Set of tasks:
(a) Answer these from the PhysX thread, one line each:
(i) What resolution is the monitor rock2702 has ordered?
(ii) Which card does Cilus first name as the minimum?
(iii) According to Cilus, what instructions does PhysX currently use when it runs on the CPU?
(b) Locate every line of the records that contains the word "blurred", and copy each one.

Page:

╭──

# Which GPU for physx



## rock2702 (Mar 4, 2013)

My rig is in my siggy. I have ordered a 2560x1440 res 27 inch ips monitor.As 7970 doesn't have physx,I am looking for a cheap nvidia GPU to work as a physx card.It should be able to keep up with 7970 and let me play games with physx on high.


----------



## ashis_lakra (Mar 4, 2013)

GT 240 1gb ddr5 should be powerful enough for physx. Check the Bazaar section for used deals.


----------



## topgear (Mar 5, 2013)

yo, either GT 240 or a new GT620/630 is Op's best bet.


----------



## Cilus (Mar 5, 2013)

GT 630 is minimum. In fact, I will be looking for a old GTS 450.


----------



## sam_738844 (Mar 5, 2013)

Months back i created a thread which revealed that Phyx is pretty much dead... cilus also had commented that his GT240 did not make a noticable difference in most of the games as they many of them had CPU-based physics engine. It was also suggested that in near future Phyx would be obsolete and right now its more like a gimmik from Nvidia. a powerful GPU like 7970 is already capable of producing superb image quality, and hence Phyx is not a wise enough decision to have... in a dedicated card.  As i said, months have passed, the picture may have changed with emergence of forthcoming engines and architecture. Cilus..care to elaborate the future of Phyx in such perspective?


----------



## topgear (Mar 6, 2013)

very nice idea .. even I want to see how much effect phsyX still has on modern games ( of-course TWIMTBP titles only ) and PhysX effect - did I even see one anytime ? lol  BTW, care to share the old thread link of yours ?


----------



## Cilus (Mar 6, 2013)

Buddy, games with CPU physics engine, GT 240 does not make any kind of difference at all and sits idle. For using the PhysX, you need to have game with PhysX implementation and Modded PhysX driver in case the main card is an AMD. Now nVidia already has made the latest version of PhysX engine open for the developer to optimize it for CPU too. Currently PhysX, when running at CPU, uses older single threaded X87 instructions, resulting very poor performance. Now if developers, after having access to the PhysX SDK, can rewrite the CPU code with proper X86 instructions (SSE 2, SSE 3, SSE 4 and AVX/FMA) optimization, PhysX will be running smoothly in CPU too.

╰──

Record excerpts:
╭──

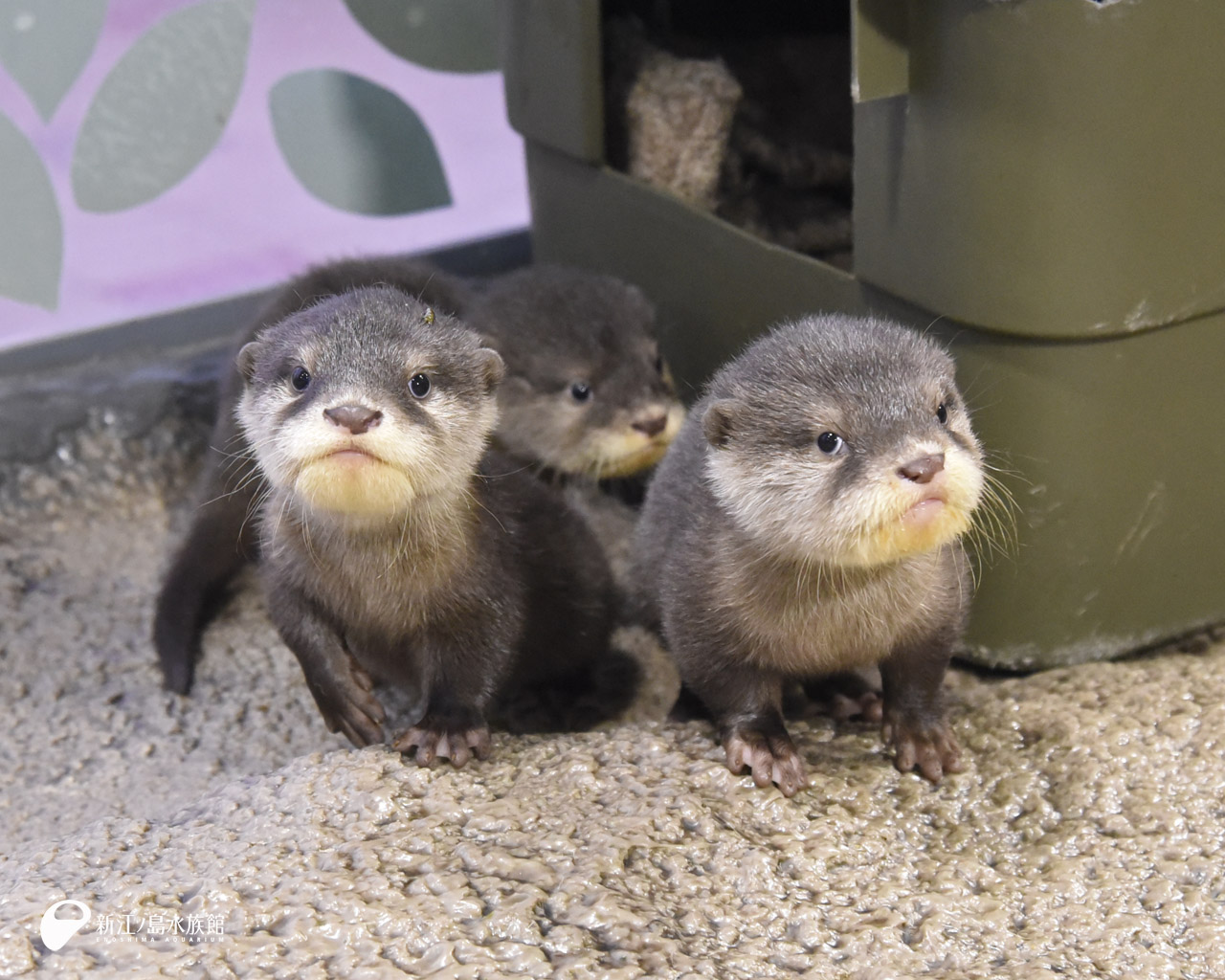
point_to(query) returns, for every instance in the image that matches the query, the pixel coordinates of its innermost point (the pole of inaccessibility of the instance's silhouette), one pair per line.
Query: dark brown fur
(746, 533)
(481, 581)
(552, 326)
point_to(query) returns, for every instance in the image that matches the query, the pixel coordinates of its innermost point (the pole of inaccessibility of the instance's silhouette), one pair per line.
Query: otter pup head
(843, 441)
(367, 402)
(587, 390)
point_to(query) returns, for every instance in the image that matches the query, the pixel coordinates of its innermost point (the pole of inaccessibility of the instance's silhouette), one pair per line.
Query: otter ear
(491, 367)
(246, 359)
(720, 421)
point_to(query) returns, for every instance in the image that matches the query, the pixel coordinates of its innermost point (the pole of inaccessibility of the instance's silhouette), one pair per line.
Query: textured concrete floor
(1084, 839)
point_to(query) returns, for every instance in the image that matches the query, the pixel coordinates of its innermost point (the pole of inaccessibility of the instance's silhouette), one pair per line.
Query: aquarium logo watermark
(56, 931)
(148, 926)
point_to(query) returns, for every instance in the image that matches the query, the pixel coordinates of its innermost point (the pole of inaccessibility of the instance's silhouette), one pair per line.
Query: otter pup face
(844, 441)
(587, 389)
(367, 402)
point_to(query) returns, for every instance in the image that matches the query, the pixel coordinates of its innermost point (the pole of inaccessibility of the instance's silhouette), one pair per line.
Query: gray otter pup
(390, 547)
(586, 390)
(805, 523)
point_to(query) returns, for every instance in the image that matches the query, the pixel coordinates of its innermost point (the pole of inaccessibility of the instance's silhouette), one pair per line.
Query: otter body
(806, 523)
(392, 546)
(586, 393)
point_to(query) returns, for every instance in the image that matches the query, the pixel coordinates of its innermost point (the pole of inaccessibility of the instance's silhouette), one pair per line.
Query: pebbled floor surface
(231, 835)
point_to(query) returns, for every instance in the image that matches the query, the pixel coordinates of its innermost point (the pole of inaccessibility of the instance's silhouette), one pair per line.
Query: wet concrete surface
(1084, 839)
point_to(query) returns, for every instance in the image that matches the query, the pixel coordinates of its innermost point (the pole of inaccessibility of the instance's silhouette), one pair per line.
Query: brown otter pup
(586, 392)
(806, 523)
(392, 547)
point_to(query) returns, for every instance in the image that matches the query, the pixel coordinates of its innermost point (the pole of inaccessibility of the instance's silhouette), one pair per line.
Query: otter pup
(390, 546)
(586, 392)
(806, 522)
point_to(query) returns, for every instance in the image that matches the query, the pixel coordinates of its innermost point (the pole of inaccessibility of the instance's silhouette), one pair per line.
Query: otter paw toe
(772, 758)
(930, 748)
(429, 743)
(352, 708)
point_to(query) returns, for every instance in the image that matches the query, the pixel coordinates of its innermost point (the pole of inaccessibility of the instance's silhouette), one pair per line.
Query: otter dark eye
(830, 442)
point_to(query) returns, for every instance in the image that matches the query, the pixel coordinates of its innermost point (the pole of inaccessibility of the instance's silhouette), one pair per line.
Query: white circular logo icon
(57, 931)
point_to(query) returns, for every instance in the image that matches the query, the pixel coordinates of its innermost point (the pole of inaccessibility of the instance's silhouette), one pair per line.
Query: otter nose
(652, 425)
(354, 418)
(924, 468)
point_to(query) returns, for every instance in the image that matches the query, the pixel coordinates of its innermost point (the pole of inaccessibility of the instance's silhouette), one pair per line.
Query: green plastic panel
(1055, 169)
(551, 62)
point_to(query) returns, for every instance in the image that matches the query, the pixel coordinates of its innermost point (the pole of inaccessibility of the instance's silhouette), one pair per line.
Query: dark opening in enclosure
(742, 109)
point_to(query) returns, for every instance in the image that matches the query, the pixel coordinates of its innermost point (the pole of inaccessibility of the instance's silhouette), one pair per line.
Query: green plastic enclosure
(1037, 183)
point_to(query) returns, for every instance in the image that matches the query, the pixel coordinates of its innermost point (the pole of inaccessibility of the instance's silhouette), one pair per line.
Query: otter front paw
(773, 758)
(349, 705)
(927, 746)
(434, 739)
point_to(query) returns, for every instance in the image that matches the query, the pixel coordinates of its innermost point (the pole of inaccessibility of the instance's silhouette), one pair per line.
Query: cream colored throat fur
(389, 572)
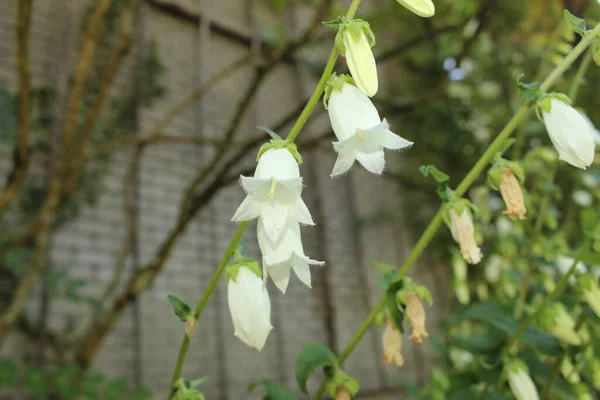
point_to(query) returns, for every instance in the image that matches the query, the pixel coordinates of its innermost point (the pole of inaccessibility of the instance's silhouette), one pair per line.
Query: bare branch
(21, 153)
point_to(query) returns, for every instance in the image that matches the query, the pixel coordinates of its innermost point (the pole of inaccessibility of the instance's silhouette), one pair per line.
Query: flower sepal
(280, 144)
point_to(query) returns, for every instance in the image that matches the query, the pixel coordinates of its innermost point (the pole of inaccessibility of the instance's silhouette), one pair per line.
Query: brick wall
(143, 345)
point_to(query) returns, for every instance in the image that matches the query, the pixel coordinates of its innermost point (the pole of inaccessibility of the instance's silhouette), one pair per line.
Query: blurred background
(145, 135)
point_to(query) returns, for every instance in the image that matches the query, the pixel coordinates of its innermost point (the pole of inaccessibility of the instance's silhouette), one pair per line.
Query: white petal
(250, 308)
(277, 163)
(571, 133)
(280, 274)
(373, 162)
(250, 184)
(273, 219)
(342, 164)
(302, 214)
(249, 209)
(361, 62)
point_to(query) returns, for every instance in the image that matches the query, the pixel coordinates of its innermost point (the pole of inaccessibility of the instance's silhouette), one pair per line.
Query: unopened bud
(463, 232)
(416, 315)
(512, 195)
(520, 382)
(392, 345)
(342, 394)
(191, 325)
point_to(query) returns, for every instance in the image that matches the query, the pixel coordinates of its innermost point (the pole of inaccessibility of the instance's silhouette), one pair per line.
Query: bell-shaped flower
(463, 232)
(356, 42)
(512, 195)
(416, 316)
(423, 8)
(571, 133)
(520, 382)
(392, 344)
(361, 133)
(273, 193)
(284, 254)
(250, 308)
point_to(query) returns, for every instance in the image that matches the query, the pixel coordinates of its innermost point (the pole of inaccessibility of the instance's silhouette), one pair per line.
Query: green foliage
(311, 357)
(181, 309)
(273, 390)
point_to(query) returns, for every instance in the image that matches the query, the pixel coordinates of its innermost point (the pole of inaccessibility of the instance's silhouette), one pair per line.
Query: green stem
(314, 99)
(580, 74)
(556, 370)
(202, 303)
(547, 300)
(477, 169)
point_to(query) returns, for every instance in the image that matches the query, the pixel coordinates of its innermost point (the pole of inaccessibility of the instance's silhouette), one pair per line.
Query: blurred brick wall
(143, 345)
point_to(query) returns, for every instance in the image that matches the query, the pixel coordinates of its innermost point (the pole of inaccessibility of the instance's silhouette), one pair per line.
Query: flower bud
(250, 308)
(463, 232)
(191, 325)
(360, 59)
(560, 324)
(512, 195)
(423, 8)
(520, 382)
(392, 344)
(416, 316)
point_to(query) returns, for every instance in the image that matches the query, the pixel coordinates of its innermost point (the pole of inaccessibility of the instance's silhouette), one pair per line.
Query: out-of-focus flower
(361, 133)
(520, 382)
(250, 308)
(463, 232)
(512, 195)
(416, 316)
(571, 133)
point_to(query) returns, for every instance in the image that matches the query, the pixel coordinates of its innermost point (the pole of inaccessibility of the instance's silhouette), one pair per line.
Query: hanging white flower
(250, 308)
(361, 133)
(356, 40)
(520, 382)
(423, 8)
(571, 133)
(273, 194)
(285, 254)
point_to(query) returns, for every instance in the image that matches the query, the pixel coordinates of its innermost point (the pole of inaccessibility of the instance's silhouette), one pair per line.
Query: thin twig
(21, 152)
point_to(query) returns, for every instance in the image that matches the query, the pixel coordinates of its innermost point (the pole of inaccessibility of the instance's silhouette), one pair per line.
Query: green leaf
(182, 310)
(435, 173)
(273, 389)
(530, 91)
(312, 356)
(8, 373)
(140, 394)
(576, 23)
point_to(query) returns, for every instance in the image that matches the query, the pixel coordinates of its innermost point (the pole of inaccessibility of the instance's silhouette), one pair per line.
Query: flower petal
(249, 209)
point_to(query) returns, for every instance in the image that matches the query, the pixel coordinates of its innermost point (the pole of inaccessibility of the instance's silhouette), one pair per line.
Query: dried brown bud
(416, 315)
(463, 233)
(392, 345)
(342, 394)
(512, 195)
(191, 325)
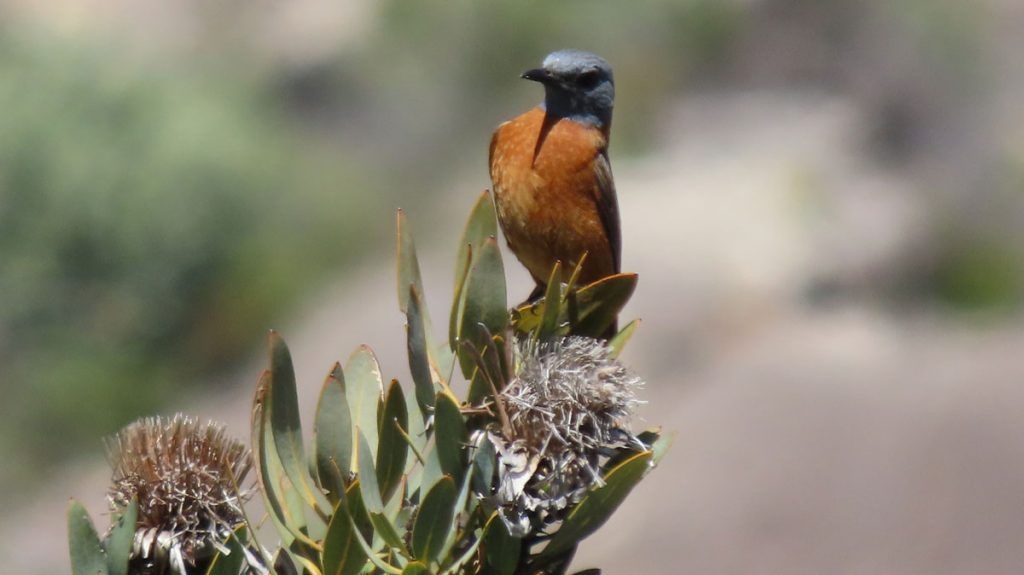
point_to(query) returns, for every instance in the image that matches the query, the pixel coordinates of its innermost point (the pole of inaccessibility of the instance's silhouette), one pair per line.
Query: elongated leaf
(482, 224)
(458, 302)
(231, 562)
(333, 435)
(485, 309)
(432, 472)
(484, 458)
(372, 497)
(283, 406)
(284, 504)
(590, 310)
(417, 437)
(419, 355)
(119, 542)
(87, 556)
(409, 263)
(501, 549)
(415, 568)
(434, 521)
(283, 564)
(549, 326)
(597, 505)
(342, 554)
(365, 388)
(392, 449)
(368, 477)
(619, 341)
(451, 437)
(374, 559)
(598, 304)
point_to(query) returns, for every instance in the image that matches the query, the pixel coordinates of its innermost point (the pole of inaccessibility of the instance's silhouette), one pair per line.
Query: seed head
(187, 479)
(568, 406)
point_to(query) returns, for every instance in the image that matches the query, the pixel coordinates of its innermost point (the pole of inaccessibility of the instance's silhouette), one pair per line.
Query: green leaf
(485, 309)
(432, 472)
(598, 504)
(434, 521)
(597, 305)
(455, 319)
(283, 406)
(393, 449)
(484, 458)
(482, 224)
(333, 435)
(284, 504)
(409, 264)
(419, 355)
(87, 556)
(590, 310)
(283, 564)
(231, 562)
(550, 324)
(342, 554)
(121, 538)
(501, 549)
(616, 343)
(366, 392)
(415, 568)
(451, 437)
(368, 476)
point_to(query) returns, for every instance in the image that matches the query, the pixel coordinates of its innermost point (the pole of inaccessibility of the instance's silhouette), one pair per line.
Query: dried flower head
(186, 478)
(567, 407)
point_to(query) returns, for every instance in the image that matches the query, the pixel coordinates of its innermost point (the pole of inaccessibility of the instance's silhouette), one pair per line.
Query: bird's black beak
(538, 75)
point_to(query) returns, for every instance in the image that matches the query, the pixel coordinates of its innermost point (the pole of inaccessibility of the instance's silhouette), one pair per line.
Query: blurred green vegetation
(155, 220)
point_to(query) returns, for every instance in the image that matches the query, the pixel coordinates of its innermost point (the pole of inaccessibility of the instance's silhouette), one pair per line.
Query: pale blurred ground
(819, 428)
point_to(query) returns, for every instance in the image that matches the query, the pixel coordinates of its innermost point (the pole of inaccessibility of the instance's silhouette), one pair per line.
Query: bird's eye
(588, 79)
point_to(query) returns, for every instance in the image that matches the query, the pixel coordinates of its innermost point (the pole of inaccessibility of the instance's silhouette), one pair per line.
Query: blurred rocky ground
(825, 219)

╰──

Answers below:
(a)
(i) 2560x1440
(ii) GT 630
(iii) Older single-threaded X87 instructions

(b)
Query: blurred background
Query: blurred brick wall
Query: blurred green vegetation
Query: pale blurred ground
Query: blurred rocky ground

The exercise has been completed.